• **Exercise description**:
Return every line below exactly as written.

____________

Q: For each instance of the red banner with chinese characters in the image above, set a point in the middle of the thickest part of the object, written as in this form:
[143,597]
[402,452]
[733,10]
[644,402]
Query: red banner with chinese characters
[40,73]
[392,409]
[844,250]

____________

• **Result of the exercise**:
Q: For each instance of the red banner with chinese characters in the image above, set a point in the middle of the thickest part of the object, written as in this form:
[143,597]
[402,452]
[733,10]
[644,402]
Query: red banner with chinese characters
[40,73]
[392,409]
[844,250]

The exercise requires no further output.